==== PASSAGE TO READ ====

The theory I think JT would be going for with more in the front is that for any given load there is less spring compression or vertical displacement. When you launch and the front suspension unloads there will be less body movement with a stiffer spring. This will help control the pitch and some rear weight transfer along with it.

Agreed, now the opposing veiw is obviously that even though there will/should be less spring compression, it will unload at a faster rate + unload a greater amount. (if there's a greater amount to be had in lbs transfered)

That's why I think this will be interesting, never know till you try and I've not heard of this being done before on a FWD.

[shayne]

Good to know about the rebuilding on our Koni's. I think the set I have on my car right now is going to need it. How much was it?[/QUOTE]

cost of rebuilding my struts is pending still, its a little spooky, they dont say what it will cost until after the work is all done, base cost it $150 per strut plus whatever else it needs. i will post up the cost and what work was done so anyone else who may need a rebuild can see approx what it will be based on a set that was in average but in need of rebuild shape.

[turboshad]

Agreed, now the opposing veiw is obviously that even though there will/should be less spring compression, it will unload at a faster rate + unload a greater amount. (if there's a greater amount to be had in lbs transfered)

====

» DIRECTIVES
[1] Display every line of the rows that contains the string "bird", treating uppercase and lowercase letters as distinct.
[2] Resume the suspension thread from the point at which it stops.
The rows that follow have no connection to the suspension thread.

==== SUPPLIED INFORMATION ====

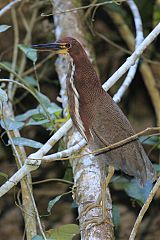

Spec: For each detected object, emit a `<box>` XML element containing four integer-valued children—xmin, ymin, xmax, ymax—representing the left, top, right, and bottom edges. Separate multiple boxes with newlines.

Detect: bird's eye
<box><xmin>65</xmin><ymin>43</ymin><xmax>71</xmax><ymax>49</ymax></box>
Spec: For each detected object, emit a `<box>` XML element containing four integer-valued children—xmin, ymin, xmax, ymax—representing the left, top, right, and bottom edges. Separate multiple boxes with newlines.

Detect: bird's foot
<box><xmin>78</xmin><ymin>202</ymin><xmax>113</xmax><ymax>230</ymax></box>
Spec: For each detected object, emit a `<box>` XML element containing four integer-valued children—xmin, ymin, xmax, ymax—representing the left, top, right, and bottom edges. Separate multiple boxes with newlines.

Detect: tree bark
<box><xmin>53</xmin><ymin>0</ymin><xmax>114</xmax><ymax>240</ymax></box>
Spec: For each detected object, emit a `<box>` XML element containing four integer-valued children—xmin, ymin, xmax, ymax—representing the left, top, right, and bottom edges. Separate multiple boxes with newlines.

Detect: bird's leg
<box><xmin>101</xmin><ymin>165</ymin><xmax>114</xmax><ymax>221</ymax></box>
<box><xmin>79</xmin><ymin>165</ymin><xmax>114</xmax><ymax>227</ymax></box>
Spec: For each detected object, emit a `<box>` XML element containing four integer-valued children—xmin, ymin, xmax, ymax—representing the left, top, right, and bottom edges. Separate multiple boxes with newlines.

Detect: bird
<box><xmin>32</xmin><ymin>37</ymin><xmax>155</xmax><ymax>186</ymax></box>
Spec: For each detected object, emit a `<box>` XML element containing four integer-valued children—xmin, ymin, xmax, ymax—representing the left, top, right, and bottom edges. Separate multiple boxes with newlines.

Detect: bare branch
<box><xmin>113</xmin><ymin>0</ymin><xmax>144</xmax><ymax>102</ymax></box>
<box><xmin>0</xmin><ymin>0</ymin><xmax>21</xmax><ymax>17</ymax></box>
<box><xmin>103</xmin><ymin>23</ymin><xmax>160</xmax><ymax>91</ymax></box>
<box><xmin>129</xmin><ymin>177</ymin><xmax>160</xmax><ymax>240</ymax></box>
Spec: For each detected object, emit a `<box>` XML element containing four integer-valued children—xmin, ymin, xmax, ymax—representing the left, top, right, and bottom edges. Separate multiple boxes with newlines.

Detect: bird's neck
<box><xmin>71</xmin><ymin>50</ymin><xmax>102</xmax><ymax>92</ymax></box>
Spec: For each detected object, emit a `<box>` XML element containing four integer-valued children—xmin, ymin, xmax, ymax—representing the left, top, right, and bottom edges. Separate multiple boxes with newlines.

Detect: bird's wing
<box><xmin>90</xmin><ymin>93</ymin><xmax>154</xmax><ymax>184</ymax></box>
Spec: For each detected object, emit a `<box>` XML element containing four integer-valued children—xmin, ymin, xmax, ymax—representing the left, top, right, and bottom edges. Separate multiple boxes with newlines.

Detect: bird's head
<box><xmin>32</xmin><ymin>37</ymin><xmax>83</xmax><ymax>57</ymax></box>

====

» TASK RESULTS
[1]
Detect: bird's eye
Detect: bird's foot
Detect: bird's leg
Detect: bird
Detect: bird's neck
Detect: bird's wing
Detect: bird's head

[2]
That's why I think this will be interesting, never know till you try and I've not heard of this being done before on a FWD.

The opposing view in my opinion is a misunderstanding of how the forces are at work. Very simply there are two forces acting on the car during acceleration and we'll call it low speed so wind resistance isn't a factor and I think we are most concerned with a launch. There is the static weight of the car acting down at the CG which goes through the suspension and then the wheels to the ground. Then there is the dynamic forward acceleration acting on the vehicle mass at the point of the CG going backwards. This acceleration is above the contact patch of the wheels so it acts to rotate the car about the rear contact point. The vertical distance from the CG to the rear point multiplied by the acceleration and vehicle mass gives a torque that tries to flip the car over backward. The higher the CG, the larger the torque hence a lower car will have less pitch than a higher car. A simple FBD would show that the addition of the acceleration force increases the force at the rear contact and decreases it at the front contact. This acceleration force is completely independent of the spring rate used. The force on the front or rear wheels could care less what springs you use and as such the force in the spring is purely reactive and not active. Body shift will raise the CG and increase the moment arm for the acceleration force which will then transfer even more "weight" rearwards. It will probably move it back some too which adds to the bad situation. I see a spring change as being a way to settle down the CG movement so it doesn't make what the acceleration is already doing to unload your front wheels even worse. I'm not sure if that makes sense but that's how I understand the dynamics in this situation.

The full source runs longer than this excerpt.